* [Data supplied]
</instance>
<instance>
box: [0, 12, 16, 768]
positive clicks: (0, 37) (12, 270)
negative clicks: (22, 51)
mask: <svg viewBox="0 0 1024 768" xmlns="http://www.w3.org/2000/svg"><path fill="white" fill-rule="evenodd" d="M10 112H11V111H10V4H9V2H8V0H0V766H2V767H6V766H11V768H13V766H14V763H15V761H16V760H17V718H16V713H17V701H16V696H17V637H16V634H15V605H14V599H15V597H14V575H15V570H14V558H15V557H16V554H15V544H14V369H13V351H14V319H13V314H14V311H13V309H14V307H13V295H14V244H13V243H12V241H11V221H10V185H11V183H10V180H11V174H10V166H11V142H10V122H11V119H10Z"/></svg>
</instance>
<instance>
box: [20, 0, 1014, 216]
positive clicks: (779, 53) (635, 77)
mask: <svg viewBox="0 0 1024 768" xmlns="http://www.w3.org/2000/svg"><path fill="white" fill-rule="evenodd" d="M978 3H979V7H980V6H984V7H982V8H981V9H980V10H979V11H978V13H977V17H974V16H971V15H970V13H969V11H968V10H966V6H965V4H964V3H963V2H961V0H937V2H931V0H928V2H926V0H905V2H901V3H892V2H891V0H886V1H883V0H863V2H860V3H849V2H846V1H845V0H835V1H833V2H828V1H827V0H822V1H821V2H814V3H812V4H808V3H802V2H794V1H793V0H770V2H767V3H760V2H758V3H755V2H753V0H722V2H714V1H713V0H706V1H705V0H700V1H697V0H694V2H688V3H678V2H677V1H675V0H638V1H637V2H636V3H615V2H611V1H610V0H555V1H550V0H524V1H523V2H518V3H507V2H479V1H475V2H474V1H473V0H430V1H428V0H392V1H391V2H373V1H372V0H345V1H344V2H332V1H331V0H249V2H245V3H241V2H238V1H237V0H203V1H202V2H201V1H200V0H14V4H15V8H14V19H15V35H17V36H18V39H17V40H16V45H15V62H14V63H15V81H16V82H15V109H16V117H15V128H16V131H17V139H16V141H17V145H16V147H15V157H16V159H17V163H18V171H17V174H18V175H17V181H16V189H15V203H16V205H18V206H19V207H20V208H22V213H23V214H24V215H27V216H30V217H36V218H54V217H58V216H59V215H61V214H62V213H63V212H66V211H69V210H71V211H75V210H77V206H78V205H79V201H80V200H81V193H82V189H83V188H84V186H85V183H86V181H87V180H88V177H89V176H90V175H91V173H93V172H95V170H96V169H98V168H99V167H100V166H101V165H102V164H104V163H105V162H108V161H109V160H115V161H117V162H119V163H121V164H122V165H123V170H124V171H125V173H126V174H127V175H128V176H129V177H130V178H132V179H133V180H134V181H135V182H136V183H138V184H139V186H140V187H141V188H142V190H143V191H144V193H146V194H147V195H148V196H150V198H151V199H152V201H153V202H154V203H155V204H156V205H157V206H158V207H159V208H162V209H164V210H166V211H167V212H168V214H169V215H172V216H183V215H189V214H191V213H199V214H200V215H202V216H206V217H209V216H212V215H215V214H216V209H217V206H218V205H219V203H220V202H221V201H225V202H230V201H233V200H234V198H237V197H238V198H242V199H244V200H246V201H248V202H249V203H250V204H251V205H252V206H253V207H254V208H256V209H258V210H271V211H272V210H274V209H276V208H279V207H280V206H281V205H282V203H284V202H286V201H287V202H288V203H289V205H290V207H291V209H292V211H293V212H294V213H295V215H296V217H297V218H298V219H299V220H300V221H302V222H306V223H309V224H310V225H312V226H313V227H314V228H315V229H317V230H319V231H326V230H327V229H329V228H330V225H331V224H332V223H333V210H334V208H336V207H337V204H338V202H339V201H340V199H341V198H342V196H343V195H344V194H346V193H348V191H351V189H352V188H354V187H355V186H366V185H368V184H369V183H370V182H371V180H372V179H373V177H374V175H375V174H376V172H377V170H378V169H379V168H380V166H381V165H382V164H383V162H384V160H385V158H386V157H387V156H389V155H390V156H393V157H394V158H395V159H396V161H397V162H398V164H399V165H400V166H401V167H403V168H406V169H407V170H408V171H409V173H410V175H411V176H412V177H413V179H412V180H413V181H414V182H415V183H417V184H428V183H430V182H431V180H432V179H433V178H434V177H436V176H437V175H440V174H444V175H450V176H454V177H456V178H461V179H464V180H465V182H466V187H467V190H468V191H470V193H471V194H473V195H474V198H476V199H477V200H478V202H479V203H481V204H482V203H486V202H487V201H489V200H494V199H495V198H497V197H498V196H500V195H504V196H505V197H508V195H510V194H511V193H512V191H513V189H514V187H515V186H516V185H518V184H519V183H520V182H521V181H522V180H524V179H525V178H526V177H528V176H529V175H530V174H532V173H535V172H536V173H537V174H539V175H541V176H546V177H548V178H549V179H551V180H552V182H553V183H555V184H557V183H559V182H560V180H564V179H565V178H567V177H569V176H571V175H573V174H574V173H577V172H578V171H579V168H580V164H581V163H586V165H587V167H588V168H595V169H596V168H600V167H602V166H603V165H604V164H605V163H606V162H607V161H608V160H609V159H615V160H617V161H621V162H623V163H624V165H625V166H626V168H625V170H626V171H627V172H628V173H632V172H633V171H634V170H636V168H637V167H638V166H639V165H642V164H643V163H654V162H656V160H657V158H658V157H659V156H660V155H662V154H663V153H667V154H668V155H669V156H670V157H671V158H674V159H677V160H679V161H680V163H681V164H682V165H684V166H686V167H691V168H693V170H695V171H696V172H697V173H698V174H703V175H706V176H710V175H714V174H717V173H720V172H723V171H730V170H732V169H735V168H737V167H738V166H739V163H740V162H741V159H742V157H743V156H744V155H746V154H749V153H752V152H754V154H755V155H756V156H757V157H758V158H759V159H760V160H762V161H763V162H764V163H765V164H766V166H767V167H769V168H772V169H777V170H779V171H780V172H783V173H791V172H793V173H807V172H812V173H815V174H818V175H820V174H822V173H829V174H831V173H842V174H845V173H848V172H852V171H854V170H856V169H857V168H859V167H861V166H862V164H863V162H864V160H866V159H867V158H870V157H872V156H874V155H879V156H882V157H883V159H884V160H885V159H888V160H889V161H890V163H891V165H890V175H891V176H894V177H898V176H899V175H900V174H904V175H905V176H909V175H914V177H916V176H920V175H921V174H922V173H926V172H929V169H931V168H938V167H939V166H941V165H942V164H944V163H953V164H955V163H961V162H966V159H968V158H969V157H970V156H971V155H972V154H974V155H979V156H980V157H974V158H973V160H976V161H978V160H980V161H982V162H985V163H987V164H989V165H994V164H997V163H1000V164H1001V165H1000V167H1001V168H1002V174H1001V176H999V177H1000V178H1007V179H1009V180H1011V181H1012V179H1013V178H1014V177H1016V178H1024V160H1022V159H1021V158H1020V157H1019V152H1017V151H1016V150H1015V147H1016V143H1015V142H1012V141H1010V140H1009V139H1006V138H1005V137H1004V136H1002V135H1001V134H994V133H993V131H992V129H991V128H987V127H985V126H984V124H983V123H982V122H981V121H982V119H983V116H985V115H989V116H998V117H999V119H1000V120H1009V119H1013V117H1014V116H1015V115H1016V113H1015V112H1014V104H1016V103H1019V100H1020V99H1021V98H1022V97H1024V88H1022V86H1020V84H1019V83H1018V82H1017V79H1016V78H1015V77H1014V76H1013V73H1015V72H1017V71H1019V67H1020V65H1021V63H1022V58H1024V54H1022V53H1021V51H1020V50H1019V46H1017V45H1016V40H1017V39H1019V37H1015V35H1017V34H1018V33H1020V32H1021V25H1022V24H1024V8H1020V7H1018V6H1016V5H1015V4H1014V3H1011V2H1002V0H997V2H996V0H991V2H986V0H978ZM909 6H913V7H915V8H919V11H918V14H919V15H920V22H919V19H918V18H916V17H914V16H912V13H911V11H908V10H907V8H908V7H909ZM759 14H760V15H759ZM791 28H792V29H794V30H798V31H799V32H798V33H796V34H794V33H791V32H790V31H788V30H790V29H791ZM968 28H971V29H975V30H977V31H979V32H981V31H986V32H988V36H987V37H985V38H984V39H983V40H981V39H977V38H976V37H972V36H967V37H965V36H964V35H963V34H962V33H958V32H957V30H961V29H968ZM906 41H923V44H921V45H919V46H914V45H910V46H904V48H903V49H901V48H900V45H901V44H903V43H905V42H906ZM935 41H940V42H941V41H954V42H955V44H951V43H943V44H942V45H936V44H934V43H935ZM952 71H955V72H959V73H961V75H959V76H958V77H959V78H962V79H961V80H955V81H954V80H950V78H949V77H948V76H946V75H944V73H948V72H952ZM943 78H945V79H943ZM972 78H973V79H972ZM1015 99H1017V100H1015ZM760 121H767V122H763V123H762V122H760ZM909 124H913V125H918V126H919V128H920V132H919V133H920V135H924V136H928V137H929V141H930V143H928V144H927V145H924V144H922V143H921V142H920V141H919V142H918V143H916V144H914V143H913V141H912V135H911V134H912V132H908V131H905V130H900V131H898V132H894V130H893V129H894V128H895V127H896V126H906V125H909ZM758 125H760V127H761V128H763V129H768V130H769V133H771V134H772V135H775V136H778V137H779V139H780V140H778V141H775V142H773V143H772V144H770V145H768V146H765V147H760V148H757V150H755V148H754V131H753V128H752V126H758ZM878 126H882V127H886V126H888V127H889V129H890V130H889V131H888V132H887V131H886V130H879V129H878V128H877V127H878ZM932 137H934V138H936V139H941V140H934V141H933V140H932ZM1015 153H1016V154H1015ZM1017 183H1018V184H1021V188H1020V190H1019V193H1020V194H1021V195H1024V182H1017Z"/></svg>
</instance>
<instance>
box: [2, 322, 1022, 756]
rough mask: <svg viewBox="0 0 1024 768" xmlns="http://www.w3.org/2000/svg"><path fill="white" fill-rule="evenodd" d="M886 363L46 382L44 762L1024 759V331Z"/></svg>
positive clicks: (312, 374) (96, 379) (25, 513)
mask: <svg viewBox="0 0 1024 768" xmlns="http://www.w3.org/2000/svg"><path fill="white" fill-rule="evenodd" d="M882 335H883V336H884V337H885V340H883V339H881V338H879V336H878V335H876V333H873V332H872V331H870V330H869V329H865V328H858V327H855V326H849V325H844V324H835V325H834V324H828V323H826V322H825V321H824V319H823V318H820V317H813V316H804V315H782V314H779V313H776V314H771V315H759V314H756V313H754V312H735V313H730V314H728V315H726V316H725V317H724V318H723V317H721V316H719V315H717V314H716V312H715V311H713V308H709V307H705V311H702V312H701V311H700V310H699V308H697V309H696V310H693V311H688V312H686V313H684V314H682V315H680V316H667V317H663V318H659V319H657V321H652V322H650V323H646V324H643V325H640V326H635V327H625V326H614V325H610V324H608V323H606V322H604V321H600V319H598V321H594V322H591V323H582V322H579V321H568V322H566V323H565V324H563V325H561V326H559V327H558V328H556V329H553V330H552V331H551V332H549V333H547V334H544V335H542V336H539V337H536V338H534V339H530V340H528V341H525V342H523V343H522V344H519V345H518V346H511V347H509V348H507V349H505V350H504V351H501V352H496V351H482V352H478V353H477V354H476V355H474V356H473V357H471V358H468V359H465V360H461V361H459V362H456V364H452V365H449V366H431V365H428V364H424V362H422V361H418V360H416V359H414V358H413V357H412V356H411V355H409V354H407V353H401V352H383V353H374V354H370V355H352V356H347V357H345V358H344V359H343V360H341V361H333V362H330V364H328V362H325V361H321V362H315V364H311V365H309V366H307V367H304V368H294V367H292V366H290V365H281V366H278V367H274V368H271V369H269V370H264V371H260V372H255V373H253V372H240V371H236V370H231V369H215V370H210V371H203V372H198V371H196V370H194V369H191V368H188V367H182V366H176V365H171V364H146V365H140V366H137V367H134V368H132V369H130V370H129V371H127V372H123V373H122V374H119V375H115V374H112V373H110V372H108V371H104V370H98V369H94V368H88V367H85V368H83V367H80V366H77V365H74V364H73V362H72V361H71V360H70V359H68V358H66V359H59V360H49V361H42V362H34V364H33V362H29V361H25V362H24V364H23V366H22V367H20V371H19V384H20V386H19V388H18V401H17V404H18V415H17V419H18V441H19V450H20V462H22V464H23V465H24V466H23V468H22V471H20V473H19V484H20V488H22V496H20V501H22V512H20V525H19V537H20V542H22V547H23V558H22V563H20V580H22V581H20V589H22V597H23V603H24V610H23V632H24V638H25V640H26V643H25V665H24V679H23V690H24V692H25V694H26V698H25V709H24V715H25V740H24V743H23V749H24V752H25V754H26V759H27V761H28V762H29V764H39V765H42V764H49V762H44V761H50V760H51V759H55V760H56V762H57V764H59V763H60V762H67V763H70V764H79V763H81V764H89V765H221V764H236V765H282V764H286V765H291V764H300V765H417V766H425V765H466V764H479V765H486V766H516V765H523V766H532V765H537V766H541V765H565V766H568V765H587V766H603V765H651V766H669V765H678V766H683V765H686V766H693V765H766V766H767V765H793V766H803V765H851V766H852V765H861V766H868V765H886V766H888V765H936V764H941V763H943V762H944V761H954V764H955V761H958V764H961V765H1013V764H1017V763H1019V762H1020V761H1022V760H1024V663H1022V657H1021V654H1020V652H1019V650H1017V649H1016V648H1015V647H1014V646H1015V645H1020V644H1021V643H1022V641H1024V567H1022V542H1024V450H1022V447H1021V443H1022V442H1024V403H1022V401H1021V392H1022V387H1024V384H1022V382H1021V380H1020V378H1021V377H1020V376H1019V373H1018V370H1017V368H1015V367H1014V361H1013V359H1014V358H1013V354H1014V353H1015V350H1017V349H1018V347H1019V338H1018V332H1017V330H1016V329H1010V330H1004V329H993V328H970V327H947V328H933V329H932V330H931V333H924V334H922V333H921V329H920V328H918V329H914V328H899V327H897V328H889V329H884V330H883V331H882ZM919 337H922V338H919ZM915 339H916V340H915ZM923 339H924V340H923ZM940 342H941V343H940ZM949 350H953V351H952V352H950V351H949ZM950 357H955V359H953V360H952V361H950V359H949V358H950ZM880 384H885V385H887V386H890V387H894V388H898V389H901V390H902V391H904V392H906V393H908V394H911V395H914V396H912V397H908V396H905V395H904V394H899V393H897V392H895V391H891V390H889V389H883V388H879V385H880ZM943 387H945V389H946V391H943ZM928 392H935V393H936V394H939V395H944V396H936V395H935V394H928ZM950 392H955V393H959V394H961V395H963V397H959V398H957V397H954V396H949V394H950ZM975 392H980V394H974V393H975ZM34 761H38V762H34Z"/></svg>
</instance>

* [What is needed]
Copy out the items above exactly as they appear, starting with the first line and ending with the line containing "negative clicks: (22, 51)", both included.

* [Solution to the exercise]
</instance>
<instance>
box: [0, 12, 16, 768]
positive clicks: (0, 37) (12, 270)
negative clicks: (22, 51)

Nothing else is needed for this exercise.